Object detection data

- - - -

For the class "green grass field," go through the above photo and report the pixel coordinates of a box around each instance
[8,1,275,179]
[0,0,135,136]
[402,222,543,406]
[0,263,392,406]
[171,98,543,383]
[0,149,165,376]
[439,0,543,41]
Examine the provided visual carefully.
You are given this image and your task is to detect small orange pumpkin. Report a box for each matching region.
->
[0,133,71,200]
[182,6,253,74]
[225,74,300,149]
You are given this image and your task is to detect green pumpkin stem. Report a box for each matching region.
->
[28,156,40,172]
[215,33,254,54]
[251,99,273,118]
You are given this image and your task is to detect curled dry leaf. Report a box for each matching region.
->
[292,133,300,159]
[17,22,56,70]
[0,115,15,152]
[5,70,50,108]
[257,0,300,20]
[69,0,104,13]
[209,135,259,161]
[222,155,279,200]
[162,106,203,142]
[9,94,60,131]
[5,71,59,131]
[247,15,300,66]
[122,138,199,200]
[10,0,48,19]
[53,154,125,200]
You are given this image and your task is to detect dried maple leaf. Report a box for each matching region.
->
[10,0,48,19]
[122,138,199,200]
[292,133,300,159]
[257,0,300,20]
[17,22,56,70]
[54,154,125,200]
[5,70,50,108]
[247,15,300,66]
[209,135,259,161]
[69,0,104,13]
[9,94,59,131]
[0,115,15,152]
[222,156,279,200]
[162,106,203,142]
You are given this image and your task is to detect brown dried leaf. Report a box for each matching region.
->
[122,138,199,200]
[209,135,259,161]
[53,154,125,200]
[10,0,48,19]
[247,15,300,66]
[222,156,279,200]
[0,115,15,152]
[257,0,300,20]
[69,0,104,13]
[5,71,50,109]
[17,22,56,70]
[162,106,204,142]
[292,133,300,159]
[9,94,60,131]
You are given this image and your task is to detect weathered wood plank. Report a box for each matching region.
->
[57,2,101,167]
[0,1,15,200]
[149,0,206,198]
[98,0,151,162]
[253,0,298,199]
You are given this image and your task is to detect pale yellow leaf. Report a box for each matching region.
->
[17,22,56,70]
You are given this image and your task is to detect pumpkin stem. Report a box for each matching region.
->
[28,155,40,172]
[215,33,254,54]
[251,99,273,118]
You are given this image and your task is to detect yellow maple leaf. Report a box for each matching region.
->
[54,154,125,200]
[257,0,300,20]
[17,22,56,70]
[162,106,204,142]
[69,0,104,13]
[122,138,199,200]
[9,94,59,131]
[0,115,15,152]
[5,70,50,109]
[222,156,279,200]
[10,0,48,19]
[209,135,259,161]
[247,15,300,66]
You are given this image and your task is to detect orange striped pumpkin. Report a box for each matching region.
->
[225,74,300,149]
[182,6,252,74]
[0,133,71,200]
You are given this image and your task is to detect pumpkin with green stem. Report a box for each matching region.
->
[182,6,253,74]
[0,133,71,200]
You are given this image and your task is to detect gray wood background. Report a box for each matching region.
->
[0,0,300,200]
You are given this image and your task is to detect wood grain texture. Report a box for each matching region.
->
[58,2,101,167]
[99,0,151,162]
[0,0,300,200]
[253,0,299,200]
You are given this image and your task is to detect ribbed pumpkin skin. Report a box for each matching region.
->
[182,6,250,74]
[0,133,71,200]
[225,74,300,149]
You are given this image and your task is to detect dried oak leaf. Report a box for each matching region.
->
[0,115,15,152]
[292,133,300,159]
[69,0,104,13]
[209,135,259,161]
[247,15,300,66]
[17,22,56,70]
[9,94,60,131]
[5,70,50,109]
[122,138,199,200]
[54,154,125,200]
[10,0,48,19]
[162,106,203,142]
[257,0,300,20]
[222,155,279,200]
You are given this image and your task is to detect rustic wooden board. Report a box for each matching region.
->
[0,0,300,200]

- - - -

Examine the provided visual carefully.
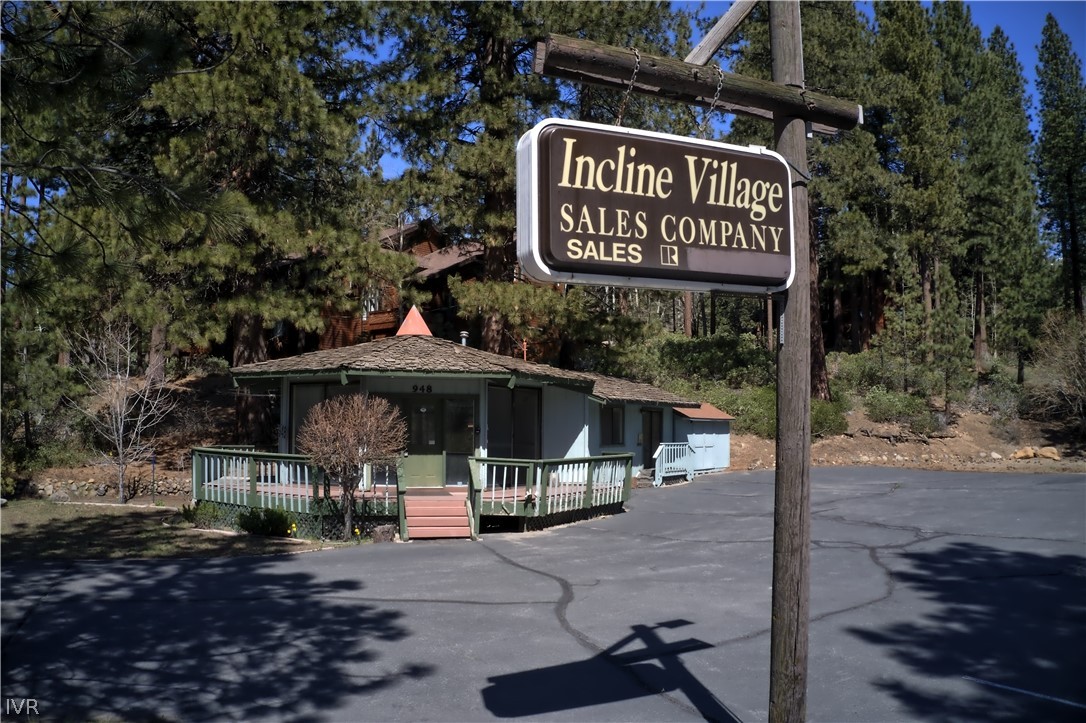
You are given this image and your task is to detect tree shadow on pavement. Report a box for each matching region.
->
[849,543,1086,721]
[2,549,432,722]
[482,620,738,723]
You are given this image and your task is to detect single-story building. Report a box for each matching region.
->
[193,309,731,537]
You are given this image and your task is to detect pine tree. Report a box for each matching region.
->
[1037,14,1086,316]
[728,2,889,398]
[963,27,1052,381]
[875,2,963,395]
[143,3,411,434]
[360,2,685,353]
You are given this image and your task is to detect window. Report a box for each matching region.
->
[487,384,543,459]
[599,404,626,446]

- - - -

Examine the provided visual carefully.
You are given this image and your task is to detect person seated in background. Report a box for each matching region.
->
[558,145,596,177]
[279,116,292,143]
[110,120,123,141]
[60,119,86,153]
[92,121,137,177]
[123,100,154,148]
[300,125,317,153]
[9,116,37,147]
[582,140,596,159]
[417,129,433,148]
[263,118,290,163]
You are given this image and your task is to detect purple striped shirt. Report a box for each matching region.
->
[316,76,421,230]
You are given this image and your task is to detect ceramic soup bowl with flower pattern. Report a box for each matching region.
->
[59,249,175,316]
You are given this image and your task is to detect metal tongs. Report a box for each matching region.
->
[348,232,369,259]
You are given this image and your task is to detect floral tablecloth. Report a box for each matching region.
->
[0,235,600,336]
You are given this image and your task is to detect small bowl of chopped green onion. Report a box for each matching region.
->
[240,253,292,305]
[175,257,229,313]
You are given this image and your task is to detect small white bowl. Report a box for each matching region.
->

- - - -

# TASK INSTRUCTIONS:
Render the lines of the records from the line containing "building. Report a box for each matching region." up to and including the line containing "[193,309,731,537]" as a numbered list, leaving out any blank lines.

# RESULT BELOW:
1. You are given this image and your task is to detect single-story building. Report a box for each matching region.
2. ->
3. [193,309,731,537]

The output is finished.